In addition to having the same director and screenwriter, this film also features a few actors from Scanners II: The New Order. For instance, Jason Cavalier from Scanners II: The New Order (with the exploding tumor) plays a punk leader in Scanners III: The Takeover.

==Plot==

Alex Monet, a Scanner, accidentally kills his best friend while demonstrating his powers at a Christmas party. Devastated, he goes to a monastery in Thailand in order to learn how to control his powers.

Two years later, Alex's adoptive father, Elton, is developing an experimental drug patch named EPH-3 (a variant of Ephemerol), which he hopes can help Scanners repress their powers and live normal lives. Helena, Elton's stepdaughter/Alex's sister, is also a Scanner. She desires to use the drug as a way to inhibit the migraines she suffers from her abilities creating voices in her head. However, Elton explains she cannot use it until he has researched the drug's side effects. Despite his warnings, Helena secretly partakes some EPH-3. It quickly drives Helena to becoming unhinged, resulting in her using her powers to commit a string of murders, starting with Baumann, a corrupt doctor who used to torture her with medical experiments when she was very young. She eventually kills Elton and takes over his pharmaceutical company before using the EPH-3 to create her own army of Scanners from Baumann's patients.

Michael, a friend of Elton's, travels to Thailand and locates Alex. After informing Alex of the situation, Michael is killed by a group of villagers being mind-controlled by one of Helena's Scanners. Alex receives one final training course from his mentor at the monastery, then leaves Thailand to deal with Helena. Meanwhile, Helena discovers that she can use her powers through television signals. Yearning for more power, she kills Mark Dragon, the owner of a TV network where she works, taking over his position.

(Image-grounded pointing data)
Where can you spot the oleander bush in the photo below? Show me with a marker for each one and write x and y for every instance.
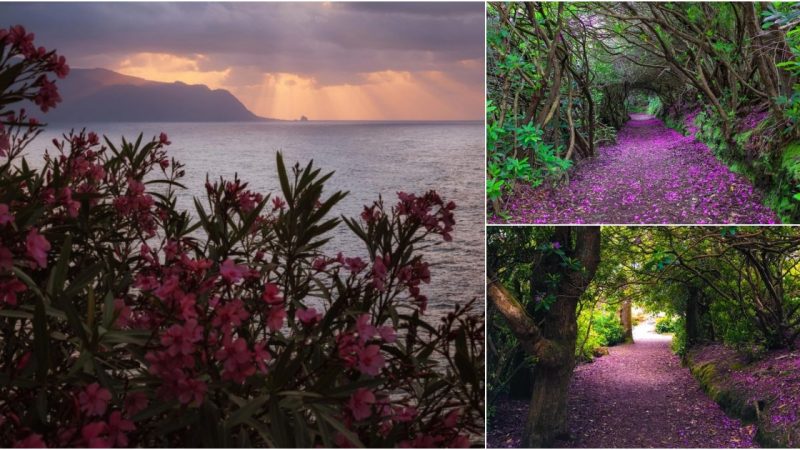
(126, 321)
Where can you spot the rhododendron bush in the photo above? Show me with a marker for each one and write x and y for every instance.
(125, 321)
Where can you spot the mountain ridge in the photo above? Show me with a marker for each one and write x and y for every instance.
(102, 95)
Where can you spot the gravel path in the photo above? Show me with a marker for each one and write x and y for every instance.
(637, 396)
(652, 175)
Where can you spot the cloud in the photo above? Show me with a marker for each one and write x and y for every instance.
(242, 46)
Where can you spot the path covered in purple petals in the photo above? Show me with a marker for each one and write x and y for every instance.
(637, 396)
(652, 174)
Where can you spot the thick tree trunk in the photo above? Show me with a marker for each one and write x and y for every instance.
(552, 344)
(521, 383)
(693, 329)
(547, 416)
(626, 319)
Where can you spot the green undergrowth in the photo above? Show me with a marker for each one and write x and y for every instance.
(775, 173)
(596, 330)
(716, 371)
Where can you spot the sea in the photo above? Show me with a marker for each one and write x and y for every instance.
(369, 159)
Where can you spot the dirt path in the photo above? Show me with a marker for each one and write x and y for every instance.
(637, 396)
(652, 174)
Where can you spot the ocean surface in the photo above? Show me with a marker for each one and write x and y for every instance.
(369, 158)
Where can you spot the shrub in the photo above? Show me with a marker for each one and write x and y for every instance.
(609, 329)
(654, 105)
(128, 322)
(666, 324)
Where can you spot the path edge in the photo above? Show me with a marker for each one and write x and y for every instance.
(715, 382)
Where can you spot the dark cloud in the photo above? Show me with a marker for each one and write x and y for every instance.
(331, 42)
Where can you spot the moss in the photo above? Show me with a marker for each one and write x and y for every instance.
(790, 160)
(734, 403)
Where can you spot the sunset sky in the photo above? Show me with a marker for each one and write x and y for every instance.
(328, 61)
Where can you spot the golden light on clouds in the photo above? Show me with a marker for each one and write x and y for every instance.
(169, 68)
(380, 95)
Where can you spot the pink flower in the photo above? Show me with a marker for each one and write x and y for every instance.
(232, 272)
(94, 399)
(5, 216)
(37, 247)
(370, 360)
(181, 340)
(365, 329)
(275, 317)
(270, 294)
(237, 360)
(387, 334)
(277, 203)
(31, 441)
(379, 271)
(308, 316)
(117, 429)
(231, 313)
(451, 420)
(355, 265)
(5, 143)
(6, 258)
(405, 414)
(10, 289)
(93, 435)
(360, 403)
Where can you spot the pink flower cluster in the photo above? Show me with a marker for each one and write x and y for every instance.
(359, 347)
(20, 42)
(430, 211)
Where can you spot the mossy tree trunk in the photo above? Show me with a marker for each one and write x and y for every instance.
(551, 344)
(626, 319)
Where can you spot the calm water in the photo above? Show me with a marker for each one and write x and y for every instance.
(369, 158)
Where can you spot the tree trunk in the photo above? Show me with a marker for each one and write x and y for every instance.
(521, 383)
(547, 415)
(552, 344)
(626, 319)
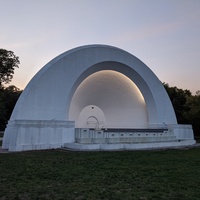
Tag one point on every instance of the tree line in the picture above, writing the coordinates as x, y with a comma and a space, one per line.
186, 105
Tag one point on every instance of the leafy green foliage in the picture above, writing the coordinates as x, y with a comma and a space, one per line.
186, 106
8, 99
8, 62
163, 175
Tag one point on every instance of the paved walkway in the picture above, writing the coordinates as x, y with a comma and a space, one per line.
197, 145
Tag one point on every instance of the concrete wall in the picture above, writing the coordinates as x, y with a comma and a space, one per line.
49, 95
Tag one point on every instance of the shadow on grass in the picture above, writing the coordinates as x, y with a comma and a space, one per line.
54, 174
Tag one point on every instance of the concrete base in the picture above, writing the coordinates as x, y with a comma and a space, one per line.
23, 135
111, 147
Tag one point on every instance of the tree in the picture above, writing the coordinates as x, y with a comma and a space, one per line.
179, 99
8, 99
8, 62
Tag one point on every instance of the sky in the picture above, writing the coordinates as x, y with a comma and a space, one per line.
164, 34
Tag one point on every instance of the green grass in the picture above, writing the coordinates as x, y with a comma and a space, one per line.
140, 175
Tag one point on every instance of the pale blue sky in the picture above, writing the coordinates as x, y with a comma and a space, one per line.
164, 34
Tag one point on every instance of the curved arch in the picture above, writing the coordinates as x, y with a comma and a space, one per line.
48, 95
61, 76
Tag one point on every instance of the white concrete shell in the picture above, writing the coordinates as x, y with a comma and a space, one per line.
126, 93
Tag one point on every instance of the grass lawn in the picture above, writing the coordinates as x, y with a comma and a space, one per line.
140, 175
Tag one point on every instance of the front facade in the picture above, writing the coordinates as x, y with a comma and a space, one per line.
94, 97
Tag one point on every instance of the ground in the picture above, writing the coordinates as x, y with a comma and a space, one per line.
56, 174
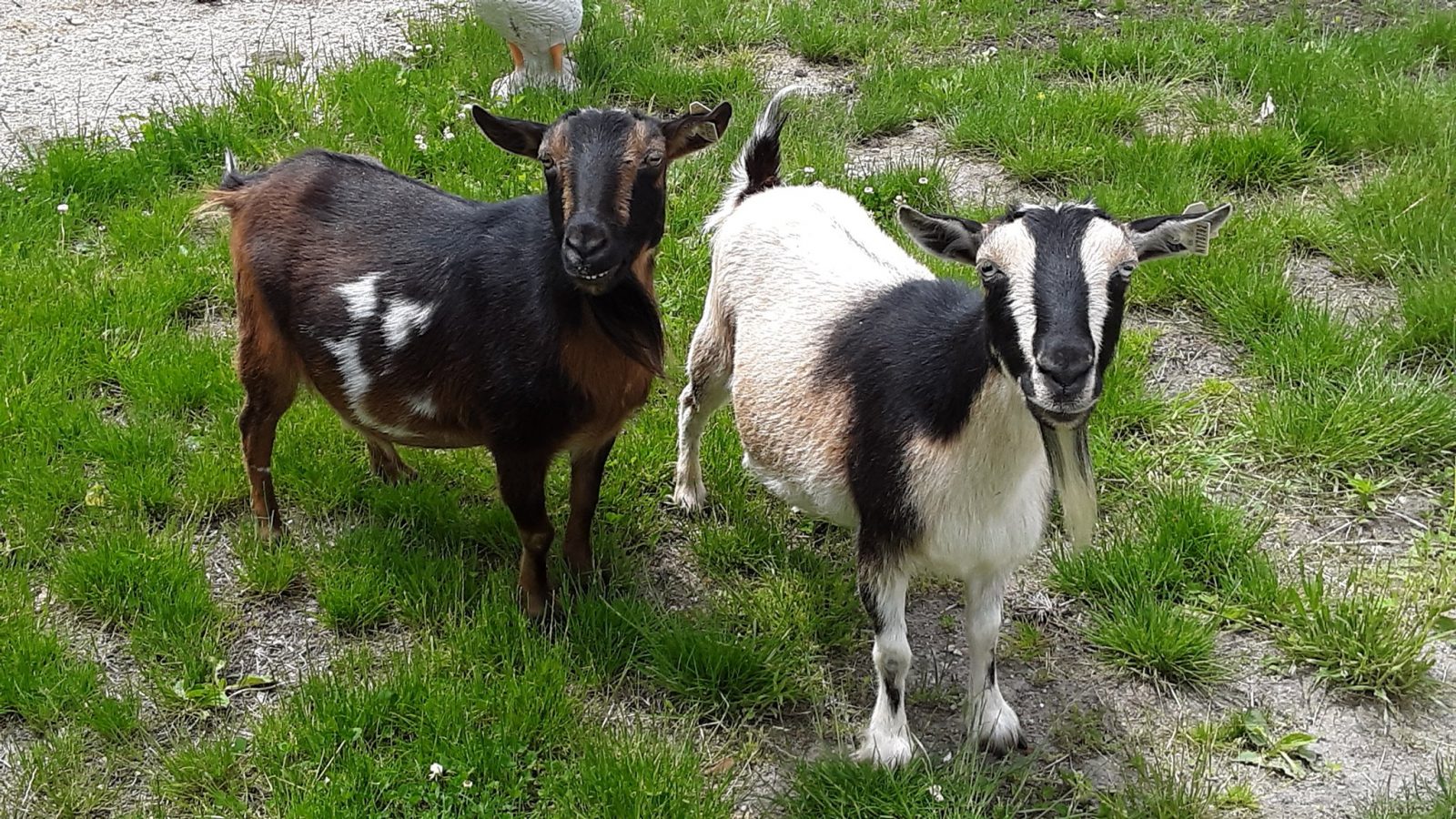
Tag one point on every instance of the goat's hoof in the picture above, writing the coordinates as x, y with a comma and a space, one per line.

[Requirement A]
In the Scanners III plot summary, what is the name of the experimental drug patch Elton is developing?
[Requirement B]
Copy the part of the Scanners III plot summary between "Alex Monet, a" and "control his powers.", inclusive.

[Response box A]
EPH-3, a variant of Ephemerol.

[Response box B]
Alex Monet, a Scanner, accidentally kills his best friend while demonstrating his powers at a Christmas party. Devastated, he goes to a monastery in Thailand in order to learn how to control his powers.